Oil&Gas Subsea | Future Trends, Research and Development 



To meet rising global demand for oil and gas, the petroleum industry has set out to conquer the deep offshore and in the space of just a few years, this extreme environment has emerged as a key source of new reserves for the future.

The deep offshore is believed to contain more than 5% – an estimated 300 billion barrels – of the world’s liquid hydrocarbon resources, or 12% of total conventional oil resources and in n 2013, deepwater liquid reserves accounted for 6% of global production (source TOTAL).  That share is forecast to rise to close to 11% of conventional oil output, or 9 millions barrels per day, by 2035 (source TOTAL).

New discoveries in deepwater are characterised by:

  • increasing water depth;
  • often remote from existing infrastructure;
  • low reservoir pressure requiring artificial lift, sometimes poor quality crude;
  • some high pressure, low permeability reservoirs;
  • Include installation of subsea processing equipment (demand for more power).

▸ **SUPPLIED INFORMATION**
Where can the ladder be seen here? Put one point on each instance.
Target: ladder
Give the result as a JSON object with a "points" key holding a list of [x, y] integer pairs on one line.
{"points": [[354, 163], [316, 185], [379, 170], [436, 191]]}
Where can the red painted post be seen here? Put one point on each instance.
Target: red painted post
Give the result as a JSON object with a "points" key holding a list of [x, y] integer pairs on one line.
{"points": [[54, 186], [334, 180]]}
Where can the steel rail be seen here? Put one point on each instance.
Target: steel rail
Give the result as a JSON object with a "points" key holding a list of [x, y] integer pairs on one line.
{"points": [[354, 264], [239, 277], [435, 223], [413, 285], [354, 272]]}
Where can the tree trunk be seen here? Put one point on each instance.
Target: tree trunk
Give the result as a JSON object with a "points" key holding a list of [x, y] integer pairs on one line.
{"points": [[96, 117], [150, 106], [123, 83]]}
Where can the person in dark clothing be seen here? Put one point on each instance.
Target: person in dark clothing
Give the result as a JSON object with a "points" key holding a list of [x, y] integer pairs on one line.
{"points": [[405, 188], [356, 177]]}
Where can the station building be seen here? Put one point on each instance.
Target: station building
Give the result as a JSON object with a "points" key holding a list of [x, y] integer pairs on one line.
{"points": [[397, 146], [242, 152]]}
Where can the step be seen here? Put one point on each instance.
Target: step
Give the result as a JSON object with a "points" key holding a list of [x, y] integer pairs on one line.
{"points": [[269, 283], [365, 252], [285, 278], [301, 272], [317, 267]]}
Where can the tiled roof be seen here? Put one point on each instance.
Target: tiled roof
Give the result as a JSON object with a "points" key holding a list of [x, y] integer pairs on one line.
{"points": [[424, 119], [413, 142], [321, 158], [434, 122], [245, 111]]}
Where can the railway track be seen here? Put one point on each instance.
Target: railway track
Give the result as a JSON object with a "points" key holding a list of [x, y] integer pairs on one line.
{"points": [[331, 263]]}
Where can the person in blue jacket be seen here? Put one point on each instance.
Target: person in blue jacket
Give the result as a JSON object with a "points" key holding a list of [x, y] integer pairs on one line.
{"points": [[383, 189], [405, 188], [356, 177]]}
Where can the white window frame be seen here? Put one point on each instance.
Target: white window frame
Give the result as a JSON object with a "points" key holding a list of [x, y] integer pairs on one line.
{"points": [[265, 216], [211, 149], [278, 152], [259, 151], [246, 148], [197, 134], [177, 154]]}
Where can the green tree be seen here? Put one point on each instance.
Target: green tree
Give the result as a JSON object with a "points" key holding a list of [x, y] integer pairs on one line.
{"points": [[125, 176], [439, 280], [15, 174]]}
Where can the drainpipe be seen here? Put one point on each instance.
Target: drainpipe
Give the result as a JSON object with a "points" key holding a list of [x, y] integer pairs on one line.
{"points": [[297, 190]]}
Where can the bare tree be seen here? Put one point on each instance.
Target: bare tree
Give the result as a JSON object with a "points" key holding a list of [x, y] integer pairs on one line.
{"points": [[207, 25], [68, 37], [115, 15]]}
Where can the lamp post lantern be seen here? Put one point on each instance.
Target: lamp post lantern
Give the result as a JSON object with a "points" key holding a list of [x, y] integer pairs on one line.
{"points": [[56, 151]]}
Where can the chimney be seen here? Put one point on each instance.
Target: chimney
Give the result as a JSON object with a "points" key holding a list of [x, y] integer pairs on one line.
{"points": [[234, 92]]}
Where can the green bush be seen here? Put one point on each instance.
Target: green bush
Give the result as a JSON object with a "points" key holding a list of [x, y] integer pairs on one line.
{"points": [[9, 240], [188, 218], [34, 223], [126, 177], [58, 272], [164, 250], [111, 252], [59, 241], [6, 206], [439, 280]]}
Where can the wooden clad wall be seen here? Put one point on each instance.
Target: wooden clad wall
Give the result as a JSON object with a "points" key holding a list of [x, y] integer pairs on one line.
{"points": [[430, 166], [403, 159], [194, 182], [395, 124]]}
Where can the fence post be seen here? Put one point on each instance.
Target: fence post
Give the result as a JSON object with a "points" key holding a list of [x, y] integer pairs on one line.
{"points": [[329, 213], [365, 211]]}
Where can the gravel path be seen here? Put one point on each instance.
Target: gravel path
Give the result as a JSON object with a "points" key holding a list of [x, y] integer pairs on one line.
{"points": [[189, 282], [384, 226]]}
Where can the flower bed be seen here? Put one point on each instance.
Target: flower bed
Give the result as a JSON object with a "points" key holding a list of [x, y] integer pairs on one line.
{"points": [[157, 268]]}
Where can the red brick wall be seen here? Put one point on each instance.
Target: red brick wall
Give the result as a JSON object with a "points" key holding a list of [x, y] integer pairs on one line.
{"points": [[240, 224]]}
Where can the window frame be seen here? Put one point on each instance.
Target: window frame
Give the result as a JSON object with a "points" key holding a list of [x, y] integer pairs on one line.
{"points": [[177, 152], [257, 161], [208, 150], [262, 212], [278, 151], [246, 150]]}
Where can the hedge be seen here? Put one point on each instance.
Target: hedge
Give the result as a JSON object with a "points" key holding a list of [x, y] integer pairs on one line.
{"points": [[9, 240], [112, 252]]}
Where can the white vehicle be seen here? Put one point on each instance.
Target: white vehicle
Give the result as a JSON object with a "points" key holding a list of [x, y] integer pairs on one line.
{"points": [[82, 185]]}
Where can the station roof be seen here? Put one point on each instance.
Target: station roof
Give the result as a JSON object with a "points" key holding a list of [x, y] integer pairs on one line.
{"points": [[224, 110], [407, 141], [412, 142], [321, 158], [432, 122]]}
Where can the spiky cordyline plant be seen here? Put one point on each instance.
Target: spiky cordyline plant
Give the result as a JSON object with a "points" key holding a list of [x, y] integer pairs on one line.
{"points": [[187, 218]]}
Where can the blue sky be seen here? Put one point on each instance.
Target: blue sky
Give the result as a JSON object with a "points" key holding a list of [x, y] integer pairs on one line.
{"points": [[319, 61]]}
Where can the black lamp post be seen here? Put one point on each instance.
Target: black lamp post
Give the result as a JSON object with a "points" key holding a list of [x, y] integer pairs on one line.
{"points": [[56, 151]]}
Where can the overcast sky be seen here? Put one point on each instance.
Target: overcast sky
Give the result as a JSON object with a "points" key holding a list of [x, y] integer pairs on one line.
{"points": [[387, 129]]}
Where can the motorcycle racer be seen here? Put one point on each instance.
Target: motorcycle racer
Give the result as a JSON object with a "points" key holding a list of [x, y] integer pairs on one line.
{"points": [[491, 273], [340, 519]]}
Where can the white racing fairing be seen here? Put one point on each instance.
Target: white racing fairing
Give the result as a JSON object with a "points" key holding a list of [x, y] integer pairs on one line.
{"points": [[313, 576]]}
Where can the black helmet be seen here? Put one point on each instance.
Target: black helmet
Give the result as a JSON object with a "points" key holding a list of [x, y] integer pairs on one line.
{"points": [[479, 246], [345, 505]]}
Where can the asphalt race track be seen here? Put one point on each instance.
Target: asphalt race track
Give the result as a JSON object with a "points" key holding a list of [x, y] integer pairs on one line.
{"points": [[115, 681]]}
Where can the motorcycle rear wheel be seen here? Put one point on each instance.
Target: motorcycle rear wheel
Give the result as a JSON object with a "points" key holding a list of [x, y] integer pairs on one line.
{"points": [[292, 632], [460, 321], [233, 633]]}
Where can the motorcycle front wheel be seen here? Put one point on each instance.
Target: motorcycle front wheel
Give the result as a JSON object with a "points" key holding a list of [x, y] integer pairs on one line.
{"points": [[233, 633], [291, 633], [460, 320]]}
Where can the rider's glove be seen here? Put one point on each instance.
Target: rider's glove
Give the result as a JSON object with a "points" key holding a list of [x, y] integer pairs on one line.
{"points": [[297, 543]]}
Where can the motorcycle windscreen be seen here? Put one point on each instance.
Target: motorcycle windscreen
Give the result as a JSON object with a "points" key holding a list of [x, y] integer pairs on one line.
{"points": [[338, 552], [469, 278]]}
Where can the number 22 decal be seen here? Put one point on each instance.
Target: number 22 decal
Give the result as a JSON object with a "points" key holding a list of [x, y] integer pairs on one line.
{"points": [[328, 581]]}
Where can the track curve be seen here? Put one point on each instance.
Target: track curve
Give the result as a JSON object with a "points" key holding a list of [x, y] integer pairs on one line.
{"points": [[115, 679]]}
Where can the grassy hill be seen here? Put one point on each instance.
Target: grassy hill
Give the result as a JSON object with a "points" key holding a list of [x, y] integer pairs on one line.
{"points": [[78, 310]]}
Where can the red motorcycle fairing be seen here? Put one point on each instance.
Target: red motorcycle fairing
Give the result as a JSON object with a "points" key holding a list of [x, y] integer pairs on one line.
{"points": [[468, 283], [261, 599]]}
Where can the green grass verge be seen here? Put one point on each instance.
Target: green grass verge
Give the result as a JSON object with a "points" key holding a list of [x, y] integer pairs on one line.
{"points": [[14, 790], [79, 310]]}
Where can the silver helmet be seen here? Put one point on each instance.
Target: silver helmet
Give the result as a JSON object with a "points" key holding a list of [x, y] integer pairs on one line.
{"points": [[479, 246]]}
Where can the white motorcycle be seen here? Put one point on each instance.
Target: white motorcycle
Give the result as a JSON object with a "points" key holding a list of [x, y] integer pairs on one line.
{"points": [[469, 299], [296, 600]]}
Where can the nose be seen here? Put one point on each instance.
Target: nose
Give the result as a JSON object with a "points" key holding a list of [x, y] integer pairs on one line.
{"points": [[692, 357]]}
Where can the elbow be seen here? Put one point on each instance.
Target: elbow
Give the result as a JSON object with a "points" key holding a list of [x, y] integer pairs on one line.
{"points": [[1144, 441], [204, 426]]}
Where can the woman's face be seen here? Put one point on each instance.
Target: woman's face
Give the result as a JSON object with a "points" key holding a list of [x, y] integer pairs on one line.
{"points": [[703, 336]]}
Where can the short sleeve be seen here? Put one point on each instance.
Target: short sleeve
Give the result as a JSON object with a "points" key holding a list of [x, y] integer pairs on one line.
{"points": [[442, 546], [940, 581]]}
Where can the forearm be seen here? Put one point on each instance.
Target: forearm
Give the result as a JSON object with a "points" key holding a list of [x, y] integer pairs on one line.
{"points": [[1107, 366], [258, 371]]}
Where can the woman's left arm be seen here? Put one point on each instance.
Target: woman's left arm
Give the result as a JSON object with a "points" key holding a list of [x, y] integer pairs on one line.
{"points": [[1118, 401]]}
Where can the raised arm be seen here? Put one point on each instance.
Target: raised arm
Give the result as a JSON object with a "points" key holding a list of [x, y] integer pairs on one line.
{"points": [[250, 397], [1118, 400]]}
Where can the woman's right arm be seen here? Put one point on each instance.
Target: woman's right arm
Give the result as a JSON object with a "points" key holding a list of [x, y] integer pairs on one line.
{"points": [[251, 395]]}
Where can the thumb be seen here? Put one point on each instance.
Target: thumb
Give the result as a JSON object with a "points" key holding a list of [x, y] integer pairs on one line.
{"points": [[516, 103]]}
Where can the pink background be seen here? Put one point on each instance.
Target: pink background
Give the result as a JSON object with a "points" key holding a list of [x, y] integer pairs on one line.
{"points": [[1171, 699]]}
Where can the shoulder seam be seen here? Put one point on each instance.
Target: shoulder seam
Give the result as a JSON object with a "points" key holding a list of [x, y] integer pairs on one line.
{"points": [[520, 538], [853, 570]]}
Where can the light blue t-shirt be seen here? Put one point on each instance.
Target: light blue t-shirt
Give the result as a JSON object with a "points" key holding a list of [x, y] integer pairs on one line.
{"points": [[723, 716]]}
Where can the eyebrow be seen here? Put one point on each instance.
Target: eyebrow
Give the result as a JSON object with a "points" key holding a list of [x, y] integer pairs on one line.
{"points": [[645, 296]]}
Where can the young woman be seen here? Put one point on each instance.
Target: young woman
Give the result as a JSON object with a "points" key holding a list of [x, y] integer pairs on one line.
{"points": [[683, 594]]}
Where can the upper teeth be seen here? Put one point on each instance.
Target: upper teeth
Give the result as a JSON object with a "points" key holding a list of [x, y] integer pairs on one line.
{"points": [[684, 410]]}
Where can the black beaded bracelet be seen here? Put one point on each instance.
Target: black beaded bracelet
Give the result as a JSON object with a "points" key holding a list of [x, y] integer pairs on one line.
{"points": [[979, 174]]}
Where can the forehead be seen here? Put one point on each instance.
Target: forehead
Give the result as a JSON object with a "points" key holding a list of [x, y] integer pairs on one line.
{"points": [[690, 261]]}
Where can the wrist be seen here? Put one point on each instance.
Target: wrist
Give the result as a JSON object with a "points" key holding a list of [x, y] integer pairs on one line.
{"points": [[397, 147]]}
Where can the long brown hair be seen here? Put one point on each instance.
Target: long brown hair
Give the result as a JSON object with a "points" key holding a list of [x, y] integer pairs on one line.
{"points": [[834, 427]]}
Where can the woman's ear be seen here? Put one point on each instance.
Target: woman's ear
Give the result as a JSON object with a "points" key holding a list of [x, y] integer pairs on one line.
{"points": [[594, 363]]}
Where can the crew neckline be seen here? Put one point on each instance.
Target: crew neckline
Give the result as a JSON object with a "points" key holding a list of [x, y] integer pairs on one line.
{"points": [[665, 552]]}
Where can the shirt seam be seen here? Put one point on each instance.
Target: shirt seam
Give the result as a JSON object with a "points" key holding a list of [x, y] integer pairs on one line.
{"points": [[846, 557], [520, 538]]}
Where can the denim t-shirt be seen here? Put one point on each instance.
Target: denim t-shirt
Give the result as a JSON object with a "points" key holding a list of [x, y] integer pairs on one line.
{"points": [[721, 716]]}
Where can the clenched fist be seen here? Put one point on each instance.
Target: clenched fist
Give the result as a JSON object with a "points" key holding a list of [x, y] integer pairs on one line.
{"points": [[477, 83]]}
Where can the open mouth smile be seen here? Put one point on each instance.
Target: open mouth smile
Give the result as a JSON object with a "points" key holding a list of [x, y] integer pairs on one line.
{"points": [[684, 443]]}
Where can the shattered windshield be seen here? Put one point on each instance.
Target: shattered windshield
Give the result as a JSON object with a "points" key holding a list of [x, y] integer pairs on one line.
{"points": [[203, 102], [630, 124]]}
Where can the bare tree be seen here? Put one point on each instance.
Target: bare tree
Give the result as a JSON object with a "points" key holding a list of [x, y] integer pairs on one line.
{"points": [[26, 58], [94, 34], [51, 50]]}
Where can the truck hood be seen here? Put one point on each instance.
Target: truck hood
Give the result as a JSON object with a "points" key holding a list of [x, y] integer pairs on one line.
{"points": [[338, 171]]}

▸ **DIRECTIVE**
Reproduce the passage of the deep offshore oil and gas text from "To meet rising" up to and including "for the future.". The records have no connection to the deep offshore oil and gas text.

▸ **OUTPUT BELOW**
To meet rising global demand for oil and gas, the petroleum industry has set out to conquer the deep offshore and in the space of just a few years, this extreme environment has emerged as a key source of new reserves for the future.